▸ Task requirements: After finding the line that contains "of the building" in the material below, print that line and all subsequent lines exactly, up to and including the last.

______

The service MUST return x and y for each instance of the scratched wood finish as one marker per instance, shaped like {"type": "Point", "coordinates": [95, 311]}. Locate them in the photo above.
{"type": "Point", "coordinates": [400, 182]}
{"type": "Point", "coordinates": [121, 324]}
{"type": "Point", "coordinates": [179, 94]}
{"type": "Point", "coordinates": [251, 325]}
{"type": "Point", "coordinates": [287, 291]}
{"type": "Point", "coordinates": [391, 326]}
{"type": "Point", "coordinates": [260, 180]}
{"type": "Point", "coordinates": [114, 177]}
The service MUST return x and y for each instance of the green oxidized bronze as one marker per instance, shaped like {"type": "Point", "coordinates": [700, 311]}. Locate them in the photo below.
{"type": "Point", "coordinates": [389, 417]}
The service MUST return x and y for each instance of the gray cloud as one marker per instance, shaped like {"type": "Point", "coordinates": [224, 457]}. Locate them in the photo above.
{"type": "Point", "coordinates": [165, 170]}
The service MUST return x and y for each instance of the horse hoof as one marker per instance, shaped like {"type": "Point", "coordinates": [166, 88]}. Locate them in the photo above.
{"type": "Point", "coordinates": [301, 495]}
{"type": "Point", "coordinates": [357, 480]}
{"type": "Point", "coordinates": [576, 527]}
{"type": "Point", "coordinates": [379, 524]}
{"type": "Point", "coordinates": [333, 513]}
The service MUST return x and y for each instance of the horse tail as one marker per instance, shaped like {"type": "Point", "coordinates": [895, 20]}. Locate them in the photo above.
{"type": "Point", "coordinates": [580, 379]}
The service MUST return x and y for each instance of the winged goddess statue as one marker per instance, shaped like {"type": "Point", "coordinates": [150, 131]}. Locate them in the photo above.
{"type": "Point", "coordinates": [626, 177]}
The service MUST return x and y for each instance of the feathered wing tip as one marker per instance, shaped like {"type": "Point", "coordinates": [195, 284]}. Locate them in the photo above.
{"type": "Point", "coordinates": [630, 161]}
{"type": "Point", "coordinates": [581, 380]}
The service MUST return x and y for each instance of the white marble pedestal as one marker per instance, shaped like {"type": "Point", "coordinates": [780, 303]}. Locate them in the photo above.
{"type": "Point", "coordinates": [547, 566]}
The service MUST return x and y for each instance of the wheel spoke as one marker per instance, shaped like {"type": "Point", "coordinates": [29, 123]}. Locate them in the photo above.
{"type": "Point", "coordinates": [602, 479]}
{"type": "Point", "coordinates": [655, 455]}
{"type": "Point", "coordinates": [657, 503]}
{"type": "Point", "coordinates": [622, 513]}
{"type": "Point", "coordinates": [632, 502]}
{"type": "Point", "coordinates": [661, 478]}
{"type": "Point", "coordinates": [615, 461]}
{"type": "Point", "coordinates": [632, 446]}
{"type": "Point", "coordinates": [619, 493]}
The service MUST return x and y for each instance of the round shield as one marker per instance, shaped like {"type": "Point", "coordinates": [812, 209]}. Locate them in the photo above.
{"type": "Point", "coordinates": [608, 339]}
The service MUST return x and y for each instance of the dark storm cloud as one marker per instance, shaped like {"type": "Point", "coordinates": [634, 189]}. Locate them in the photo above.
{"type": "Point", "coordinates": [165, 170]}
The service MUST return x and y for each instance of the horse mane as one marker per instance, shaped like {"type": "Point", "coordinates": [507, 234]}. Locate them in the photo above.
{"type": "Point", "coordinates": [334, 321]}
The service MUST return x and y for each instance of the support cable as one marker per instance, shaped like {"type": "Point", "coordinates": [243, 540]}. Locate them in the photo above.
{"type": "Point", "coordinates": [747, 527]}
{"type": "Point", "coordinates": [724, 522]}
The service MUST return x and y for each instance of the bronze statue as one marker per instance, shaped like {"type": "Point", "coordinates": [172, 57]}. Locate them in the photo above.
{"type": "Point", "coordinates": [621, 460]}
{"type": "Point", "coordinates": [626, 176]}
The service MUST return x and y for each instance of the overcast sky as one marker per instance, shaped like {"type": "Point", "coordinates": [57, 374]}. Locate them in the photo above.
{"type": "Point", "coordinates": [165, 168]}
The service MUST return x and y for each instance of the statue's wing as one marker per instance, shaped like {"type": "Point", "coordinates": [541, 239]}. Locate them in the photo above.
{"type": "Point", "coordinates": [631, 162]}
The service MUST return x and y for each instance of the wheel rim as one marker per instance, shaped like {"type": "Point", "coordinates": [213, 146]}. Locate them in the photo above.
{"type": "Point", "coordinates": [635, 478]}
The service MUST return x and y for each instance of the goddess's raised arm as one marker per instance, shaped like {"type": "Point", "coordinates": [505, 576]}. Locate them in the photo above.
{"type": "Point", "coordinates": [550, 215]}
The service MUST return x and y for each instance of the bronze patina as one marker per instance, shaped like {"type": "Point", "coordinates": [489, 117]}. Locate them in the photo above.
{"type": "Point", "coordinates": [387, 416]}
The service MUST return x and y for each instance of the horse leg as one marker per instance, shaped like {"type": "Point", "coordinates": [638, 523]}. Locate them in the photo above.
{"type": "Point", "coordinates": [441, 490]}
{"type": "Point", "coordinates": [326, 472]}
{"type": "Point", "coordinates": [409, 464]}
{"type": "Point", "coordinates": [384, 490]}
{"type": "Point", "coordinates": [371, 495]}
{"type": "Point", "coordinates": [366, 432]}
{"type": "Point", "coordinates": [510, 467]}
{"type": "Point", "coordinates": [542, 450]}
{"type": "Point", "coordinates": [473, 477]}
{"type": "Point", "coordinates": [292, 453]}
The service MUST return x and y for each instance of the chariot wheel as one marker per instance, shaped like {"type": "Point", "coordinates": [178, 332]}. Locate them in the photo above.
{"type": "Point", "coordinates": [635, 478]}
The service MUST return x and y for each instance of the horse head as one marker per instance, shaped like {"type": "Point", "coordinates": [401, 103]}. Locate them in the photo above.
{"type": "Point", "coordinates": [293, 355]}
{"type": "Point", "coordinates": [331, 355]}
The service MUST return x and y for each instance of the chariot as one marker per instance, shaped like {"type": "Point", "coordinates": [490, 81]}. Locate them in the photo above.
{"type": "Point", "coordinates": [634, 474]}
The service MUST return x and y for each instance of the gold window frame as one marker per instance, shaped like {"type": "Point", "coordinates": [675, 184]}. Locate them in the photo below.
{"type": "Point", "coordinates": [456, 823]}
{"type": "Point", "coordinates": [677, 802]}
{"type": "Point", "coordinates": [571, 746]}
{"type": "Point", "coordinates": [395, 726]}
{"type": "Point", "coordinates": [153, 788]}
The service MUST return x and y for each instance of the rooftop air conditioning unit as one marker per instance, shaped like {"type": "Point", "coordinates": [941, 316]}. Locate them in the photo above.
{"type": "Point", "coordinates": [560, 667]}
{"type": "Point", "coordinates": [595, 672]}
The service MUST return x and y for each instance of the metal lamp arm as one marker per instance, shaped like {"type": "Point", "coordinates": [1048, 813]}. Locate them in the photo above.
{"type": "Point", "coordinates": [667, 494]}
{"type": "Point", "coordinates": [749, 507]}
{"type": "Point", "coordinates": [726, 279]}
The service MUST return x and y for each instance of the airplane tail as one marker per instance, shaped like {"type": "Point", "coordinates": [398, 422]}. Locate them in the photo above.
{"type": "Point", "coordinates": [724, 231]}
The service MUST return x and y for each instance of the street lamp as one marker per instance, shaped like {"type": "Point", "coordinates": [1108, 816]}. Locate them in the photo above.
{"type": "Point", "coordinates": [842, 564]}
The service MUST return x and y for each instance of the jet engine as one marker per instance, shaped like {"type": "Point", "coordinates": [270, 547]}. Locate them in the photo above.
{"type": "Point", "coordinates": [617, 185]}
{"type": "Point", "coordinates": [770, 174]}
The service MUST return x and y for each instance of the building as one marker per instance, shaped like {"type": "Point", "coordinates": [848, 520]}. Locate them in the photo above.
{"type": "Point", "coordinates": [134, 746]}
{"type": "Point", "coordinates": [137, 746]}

______

▸ Solution to this problem:
The service MUST return x and y for each instance of the building as one marker per instance, shaped like {"type": "Point", "coordinates": [848, 520]}. Locate them in the photo above.
{"type": "Point", "coordinates": [134, 746]}
{"type": "Point", "coordinates": [137, 746]}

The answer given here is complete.